→ **REQUIREMENTS**:
Count the lines in the entries below that contain the string "plate", and give only the number.

Location identification entries:
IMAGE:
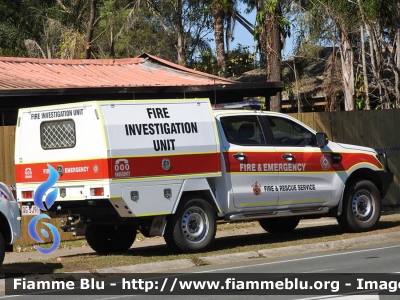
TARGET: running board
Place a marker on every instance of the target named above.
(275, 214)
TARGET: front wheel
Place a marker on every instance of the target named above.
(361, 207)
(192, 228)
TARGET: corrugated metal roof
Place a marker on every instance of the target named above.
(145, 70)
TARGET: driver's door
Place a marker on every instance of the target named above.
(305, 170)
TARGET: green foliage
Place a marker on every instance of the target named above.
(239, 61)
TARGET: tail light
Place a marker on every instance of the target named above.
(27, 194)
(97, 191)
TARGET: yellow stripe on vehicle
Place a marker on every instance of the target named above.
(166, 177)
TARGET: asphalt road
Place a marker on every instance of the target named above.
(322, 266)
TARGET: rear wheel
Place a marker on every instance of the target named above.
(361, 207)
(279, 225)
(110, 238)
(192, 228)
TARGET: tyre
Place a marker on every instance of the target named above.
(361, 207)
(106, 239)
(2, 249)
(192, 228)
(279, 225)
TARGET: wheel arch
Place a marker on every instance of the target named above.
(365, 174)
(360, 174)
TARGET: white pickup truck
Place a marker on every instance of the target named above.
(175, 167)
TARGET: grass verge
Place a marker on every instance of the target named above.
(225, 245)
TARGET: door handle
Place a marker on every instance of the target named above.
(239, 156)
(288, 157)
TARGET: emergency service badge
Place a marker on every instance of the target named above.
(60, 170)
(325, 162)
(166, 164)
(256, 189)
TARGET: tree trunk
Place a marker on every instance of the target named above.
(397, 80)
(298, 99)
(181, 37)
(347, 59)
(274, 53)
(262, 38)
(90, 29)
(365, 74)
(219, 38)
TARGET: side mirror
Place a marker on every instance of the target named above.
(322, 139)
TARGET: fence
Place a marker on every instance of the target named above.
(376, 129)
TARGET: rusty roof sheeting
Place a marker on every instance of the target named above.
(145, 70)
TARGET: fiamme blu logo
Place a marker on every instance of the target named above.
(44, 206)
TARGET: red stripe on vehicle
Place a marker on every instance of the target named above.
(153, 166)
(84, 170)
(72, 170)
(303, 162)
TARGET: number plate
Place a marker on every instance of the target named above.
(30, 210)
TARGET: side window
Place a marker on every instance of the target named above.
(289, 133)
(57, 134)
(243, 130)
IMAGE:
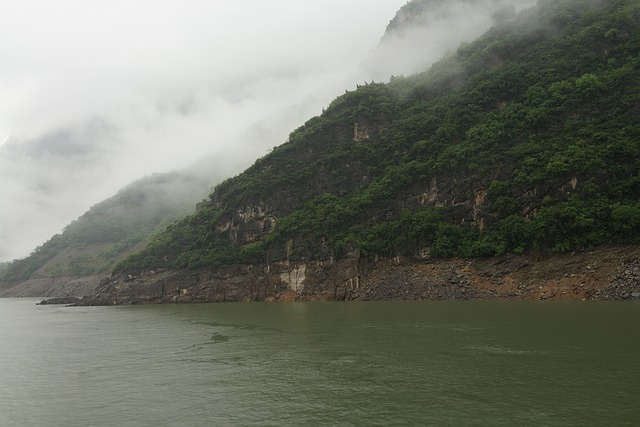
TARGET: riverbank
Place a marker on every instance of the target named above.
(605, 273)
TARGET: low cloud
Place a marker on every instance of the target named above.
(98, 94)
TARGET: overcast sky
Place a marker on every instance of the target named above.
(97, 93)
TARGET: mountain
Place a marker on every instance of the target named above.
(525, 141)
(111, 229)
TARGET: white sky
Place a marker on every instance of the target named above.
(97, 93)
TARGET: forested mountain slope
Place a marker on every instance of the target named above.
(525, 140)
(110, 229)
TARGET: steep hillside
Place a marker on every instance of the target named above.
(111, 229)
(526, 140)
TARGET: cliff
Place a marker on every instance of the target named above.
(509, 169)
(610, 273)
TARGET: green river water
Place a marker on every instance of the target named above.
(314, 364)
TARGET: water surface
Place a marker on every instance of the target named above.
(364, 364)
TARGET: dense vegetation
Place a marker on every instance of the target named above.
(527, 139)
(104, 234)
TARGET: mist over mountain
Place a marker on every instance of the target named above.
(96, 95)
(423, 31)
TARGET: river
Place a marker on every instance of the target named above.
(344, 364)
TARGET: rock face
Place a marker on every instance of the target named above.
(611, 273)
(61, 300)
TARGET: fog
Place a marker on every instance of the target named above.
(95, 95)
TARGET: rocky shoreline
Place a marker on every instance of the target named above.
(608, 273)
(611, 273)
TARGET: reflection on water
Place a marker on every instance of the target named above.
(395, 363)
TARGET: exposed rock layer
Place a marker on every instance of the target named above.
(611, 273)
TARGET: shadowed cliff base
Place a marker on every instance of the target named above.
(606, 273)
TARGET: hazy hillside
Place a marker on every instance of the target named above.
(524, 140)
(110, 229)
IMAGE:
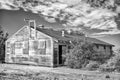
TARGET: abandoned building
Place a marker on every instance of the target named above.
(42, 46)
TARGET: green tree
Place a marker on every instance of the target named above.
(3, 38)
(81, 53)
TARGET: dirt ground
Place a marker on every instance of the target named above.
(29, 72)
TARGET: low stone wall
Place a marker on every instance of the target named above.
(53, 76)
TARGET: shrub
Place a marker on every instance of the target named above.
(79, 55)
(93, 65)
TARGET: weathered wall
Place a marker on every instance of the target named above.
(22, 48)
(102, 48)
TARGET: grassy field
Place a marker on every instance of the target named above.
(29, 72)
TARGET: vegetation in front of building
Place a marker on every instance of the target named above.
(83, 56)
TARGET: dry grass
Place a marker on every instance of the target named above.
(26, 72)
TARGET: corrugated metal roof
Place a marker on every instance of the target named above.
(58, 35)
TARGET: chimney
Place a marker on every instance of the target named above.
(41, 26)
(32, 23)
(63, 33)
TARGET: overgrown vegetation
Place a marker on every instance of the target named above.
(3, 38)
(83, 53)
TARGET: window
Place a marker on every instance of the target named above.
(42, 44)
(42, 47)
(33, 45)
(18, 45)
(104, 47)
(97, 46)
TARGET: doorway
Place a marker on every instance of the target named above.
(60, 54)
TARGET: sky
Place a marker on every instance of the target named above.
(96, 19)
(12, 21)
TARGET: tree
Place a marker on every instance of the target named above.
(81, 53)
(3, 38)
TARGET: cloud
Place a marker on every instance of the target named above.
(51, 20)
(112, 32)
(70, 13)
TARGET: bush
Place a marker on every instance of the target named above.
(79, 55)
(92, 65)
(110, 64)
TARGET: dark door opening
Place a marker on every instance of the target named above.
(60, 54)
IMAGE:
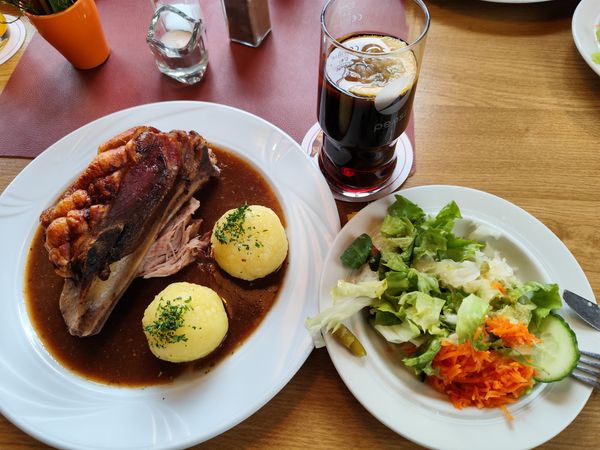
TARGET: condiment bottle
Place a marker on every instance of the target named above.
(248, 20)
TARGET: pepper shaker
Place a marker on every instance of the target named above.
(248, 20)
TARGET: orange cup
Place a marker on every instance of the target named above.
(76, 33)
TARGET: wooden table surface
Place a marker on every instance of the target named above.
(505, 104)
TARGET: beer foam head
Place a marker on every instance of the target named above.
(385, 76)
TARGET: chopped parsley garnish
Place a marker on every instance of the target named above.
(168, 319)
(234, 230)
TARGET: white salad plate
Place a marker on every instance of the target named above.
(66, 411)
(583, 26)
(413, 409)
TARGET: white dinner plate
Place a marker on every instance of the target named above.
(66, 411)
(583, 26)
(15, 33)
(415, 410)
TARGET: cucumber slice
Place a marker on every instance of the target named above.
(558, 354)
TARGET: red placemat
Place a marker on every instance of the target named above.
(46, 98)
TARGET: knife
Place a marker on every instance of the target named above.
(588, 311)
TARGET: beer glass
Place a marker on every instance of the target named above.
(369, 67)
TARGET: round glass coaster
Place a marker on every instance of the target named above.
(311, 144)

==

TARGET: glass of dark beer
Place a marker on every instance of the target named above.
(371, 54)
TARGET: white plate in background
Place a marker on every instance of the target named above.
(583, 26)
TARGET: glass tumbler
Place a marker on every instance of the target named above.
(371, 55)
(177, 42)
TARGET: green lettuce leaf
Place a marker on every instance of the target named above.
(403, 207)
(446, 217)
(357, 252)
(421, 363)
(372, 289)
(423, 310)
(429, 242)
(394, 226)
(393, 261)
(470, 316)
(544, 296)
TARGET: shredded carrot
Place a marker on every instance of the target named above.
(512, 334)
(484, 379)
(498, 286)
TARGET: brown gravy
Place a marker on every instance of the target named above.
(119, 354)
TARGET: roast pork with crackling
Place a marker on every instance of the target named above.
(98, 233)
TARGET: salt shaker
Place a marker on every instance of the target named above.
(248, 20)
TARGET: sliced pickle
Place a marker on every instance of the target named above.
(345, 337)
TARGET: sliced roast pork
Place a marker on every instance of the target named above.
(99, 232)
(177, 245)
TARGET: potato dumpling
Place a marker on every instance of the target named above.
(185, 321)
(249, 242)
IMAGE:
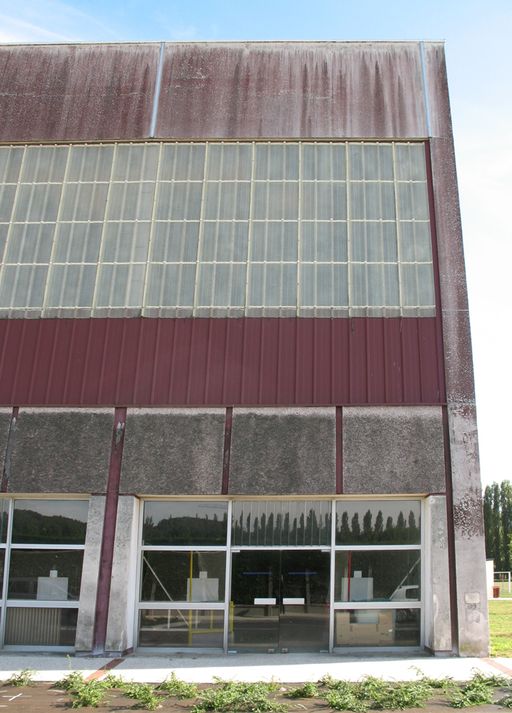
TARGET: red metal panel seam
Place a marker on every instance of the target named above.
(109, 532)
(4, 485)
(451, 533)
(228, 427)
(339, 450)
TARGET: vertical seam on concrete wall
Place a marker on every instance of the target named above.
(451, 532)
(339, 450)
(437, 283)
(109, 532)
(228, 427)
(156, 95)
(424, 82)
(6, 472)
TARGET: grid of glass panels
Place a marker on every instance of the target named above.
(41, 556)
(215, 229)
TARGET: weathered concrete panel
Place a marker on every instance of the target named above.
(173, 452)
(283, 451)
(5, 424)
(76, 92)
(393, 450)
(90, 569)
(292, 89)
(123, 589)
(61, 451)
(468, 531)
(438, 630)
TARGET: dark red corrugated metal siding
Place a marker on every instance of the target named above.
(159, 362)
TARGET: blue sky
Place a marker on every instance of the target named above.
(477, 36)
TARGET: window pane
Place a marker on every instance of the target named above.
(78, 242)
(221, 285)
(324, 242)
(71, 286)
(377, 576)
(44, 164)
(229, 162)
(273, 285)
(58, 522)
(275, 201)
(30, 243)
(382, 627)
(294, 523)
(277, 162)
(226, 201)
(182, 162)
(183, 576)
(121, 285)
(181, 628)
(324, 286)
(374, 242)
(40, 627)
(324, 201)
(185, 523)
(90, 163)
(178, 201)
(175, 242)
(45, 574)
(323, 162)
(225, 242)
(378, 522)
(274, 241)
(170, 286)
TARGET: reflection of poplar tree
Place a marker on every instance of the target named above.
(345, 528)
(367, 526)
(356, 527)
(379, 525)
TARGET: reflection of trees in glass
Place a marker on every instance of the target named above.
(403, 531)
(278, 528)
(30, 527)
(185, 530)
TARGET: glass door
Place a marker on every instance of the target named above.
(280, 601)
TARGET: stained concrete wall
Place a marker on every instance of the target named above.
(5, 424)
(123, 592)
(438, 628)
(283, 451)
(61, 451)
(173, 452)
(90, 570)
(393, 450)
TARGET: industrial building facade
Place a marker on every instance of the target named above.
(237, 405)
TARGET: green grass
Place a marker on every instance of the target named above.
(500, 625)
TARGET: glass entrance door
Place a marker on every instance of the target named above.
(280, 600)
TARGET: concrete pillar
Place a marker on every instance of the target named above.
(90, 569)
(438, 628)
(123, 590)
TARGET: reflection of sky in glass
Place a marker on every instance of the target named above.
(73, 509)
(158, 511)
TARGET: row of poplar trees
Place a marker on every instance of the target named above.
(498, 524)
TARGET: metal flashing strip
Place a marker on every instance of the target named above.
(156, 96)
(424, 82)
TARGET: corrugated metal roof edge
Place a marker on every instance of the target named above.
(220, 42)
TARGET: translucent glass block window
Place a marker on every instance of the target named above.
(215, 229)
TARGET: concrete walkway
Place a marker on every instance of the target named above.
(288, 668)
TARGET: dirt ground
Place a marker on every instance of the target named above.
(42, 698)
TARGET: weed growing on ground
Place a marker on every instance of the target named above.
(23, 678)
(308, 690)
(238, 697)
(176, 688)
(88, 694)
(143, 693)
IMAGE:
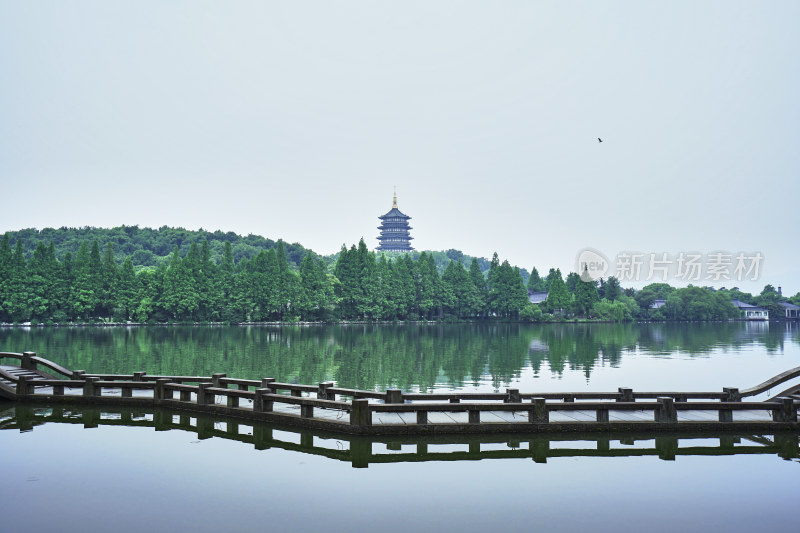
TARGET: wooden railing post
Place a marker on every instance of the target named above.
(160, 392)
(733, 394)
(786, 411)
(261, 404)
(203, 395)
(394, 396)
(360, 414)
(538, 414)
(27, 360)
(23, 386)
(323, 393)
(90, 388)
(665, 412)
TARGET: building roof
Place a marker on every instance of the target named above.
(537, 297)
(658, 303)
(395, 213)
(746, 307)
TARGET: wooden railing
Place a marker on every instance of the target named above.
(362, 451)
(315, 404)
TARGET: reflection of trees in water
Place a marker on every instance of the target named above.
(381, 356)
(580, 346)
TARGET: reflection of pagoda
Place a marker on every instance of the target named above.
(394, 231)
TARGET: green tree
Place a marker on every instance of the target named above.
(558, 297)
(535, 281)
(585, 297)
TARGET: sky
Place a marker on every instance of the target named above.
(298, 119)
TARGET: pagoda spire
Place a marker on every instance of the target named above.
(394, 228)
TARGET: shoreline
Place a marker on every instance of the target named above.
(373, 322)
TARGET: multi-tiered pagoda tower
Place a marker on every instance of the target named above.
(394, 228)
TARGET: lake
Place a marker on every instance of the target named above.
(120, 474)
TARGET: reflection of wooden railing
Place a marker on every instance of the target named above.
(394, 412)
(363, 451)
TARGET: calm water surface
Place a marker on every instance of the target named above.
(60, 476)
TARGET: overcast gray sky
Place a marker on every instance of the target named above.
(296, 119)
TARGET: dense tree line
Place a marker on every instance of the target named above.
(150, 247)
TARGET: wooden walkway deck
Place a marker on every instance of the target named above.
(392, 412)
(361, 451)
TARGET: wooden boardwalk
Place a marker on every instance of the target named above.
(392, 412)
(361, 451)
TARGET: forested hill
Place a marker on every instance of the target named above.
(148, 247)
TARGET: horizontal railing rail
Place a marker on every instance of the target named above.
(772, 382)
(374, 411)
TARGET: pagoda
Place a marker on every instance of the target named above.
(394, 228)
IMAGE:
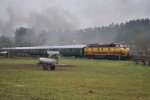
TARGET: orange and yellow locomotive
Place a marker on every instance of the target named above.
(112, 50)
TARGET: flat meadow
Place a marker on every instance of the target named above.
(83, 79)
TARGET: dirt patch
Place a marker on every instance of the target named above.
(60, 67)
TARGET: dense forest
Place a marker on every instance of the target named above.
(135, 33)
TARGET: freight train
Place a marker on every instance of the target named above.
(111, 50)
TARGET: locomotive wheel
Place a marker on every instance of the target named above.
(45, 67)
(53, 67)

---

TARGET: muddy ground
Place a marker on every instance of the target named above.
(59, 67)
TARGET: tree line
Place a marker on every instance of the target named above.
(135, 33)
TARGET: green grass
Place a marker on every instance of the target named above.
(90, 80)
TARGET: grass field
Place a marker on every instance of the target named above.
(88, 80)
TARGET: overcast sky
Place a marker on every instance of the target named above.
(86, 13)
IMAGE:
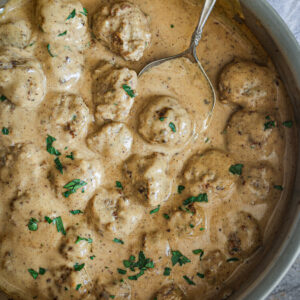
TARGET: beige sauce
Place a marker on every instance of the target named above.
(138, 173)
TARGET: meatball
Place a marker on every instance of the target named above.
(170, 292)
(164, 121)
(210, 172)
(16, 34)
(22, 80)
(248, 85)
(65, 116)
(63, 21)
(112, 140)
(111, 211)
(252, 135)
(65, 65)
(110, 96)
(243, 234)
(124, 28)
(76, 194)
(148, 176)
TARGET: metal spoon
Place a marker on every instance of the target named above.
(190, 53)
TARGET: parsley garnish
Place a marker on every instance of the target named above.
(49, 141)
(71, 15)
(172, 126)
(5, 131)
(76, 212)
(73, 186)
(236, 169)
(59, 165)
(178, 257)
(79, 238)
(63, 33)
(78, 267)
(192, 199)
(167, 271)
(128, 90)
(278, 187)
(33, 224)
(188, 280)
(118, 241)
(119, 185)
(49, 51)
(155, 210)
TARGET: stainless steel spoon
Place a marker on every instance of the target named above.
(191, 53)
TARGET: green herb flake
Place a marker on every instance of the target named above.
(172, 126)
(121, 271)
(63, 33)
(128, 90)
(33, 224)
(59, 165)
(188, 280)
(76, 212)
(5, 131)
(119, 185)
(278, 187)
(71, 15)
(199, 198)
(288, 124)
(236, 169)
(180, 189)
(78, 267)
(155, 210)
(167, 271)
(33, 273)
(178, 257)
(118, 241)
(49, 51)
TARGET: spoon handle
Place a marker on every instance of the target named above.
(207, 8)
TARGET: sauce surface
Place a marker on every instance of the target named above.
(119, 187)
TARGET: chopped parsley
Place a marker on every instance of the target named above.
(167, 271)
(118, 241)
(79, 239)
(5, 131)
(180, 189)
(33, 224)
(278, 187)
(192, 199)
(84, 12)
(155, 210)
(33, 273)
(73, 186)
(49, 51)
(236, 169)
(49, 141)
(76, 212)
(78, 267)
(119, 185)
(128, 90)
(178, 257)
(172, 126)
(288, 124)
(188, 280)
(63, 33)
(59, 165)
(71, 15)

→ **CORRECT RESULT**:
4